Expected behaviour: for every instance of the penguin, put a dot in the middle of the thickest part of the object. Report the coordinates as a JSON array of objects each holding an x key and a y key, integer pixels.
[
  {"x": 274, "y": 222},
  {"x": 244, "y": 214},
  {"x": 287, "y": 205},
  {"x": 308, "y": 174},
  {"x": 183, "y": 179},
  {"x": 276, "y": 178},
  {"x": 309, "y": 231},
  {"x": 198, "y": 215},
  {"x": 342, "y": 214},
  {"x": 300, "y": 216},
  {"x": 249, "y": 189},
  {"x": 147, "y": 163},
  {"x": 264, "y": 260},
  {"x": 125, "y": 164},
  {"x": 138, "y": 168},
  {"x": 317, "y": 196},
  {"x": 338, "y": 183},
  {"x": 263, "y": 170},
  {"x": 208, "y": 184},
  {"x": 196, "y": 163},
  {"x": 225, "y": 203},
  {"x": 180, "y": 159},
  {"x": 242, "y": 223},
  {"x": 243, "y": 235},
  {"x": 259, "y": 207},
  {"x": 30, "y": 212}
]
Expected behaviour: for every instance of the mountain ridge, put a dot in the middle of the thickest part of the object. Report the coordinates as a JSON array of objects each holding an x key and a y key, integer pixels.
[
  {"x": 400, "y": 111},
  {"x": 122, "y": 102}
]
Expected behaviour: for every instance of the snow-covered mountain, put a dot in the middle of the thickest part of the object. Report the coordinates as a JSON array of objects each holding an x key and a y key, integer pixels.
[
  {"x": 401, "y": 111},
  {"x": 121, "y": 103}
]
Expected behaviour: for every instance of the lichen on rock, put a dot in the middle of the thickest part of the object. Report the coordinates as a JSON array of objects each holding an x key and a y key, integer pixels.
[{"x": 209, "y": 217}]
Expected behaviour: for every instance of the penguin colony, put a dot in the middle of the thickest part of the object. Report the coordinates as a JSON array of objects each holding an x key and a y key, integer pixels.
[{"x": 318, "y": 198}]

==*==

WHAT THE EXERCISE ASKS: The data are to be transcribed in full, exactly as given.

RESULT OF THIS EXERCISE:
Expected behaviour: for every instance of the penguin, put a dot in the middle of the thickest part of the object. Report the coordinates as a JSON array of objects each holding an x key and a y key, integer pixels.
[
  {"x": 274, "y": 222},
  {"x": 244, "y": 214},
  {"x": 287, "y": 205},
  {"x": 308, "y": 174},
  {"x": 183, "y": 179},
  {"x": 276, "y": 178},
  {"x": 309, "y": 231},
  {"x": 198, "y": 215},
  {"x": 342, "y": 214},
  {"x": 300, "y": 216},
  {"x": 249, "y": 189},
  {"x": 147, "y": 163},
  {"x": 264, "y": 260},
  {"x": 125, "y": 164},
  {"x": 138, "y": 168},
  {"x": 317, "y": 196},
  {"x": 338, "y": 183},
  {"x": 263, "y": 170},
  {"x": 208, "y": 184},
  {"x": 196, "y": 163},
  {"x": 225, "y": 203},
  {"x": 180, "y": 159},
  {"x": 242, "y": 223},
  {"x": 243, "y": 235},
  {"x": 259, "y": 207},
  {"x": 30, "y": 212}
]
Expected behaviour: for every instance of the mountain ridge, put a dot in the middle of the thickest part of the object. Report the coordinates as a JSON array of objects each holding an x key and a y key, integer pixels.
[
  {"x": 400, "y": 111},
  {"x": 122, "y": 102}
]
Expected behaviour: for every instance of the snow-covered mountain, put a dot in the middle of the thickest part of the object. Report the coordinates as a JSON array of objects each holding an x key and a y key, integer pixels.
[
  {"x": 401, "y": 111},
  {"x": 121, "y": 103}
]
Expected behaviour: for every instance of the lichen on rock, put a dot in the middle of the thickest part of the object. Report the coordinates as a JSON array of objects each holding an x key and a y key, integer pixels.
[{"x": 209, "y": 217}]
Expected behaviour: for every instance of the penguin colony, put a dot in the middle of the thickest part of the object. Report the coordinates as a JSON array of objects each holding an x key and a y key, integer pixels.
[{"x": 318, "y": 198}]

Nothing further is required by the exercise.